#### What needs to be done
Identify each line in the records below that contains the word "ground", and copy it.

#### Raw data
——————————
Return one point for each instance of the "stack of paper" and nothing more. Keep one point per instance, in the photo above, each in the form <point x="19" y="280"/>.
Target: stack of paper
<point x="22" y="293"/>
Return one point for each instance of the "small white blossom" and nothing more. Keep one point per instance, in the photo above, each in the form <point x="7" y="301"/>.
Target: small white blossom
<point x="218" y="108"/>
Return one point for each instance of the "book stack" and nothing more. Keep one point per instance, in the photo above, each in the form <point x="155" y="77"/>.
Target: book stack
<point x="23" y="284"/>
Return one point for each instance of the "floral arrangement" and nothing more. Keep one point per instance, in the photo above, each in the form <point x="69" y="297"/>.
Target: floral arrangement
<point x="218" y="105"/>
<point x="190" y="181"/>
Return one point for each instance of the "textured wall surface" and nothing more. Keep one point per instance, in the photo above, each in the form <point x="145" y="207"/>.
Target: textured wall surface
——————————
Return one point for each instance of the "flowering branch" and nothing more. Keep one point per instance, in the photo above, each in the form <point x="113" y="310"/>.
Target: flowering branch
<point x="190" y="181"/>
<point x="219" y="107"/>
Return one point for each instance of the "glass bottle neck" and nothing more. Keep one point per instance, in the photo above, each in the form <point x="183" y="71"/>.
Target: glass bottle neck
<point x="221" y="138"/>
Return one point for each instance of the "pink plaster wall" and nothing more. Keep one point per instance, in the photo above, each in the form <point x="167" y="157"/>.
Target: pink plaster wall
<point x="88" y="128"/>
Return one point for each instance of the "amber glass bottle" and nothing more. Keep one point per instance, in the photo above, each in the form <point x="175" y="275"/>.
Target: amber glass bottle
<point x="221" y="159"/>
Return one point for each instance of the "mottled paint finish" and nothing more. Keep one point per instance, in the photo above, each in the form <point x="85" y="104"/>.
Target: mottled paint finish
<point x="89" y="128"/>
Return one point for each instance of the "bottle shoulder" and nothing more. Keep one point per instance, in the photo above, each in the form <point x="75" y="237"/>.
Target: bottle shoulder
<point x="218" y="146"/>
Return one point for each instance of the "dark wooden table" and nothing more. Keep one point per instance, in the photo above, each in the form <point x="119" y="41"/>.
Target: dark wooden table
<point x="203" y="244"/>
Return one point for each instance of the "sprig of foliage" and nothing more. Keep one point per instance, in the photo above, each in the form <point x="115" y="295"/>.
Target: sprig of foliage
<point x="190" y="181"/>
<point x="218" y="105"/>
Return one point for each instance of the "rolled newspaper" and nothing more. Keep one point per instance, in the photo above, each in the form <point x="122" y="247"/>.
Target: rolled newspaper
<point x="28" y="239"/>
——————————
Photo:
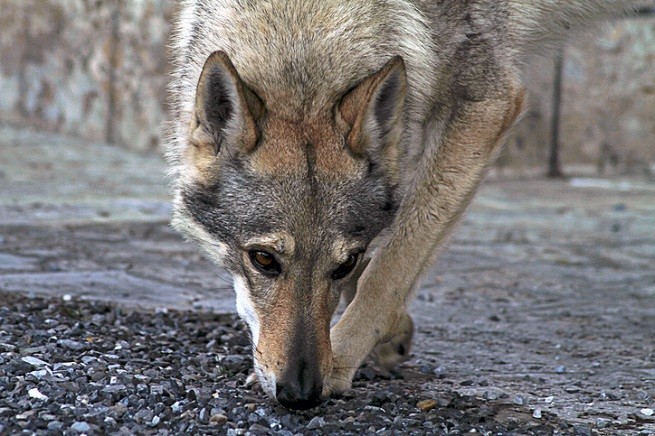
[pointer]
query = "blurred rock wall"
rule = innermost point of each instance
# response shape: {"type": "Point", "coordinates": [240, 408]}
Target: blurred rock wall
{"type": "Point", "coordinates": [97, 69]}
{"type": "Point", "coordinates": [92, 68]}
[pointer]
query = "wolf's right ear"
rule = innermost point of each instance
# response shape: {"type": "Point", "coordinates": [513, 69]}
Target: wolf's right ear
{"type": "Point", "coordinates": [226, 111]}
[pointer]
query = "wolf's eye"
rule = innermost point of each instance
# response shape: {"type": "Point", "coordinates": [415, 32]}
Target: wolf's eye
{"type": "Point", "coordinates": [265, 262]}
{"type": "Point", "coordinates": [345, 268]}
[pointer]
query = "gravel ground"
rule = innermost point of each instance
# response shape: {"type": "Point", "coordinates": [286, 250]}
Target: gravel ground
——————————
#### Response area
query = "gravel ground"
Target: gravel ground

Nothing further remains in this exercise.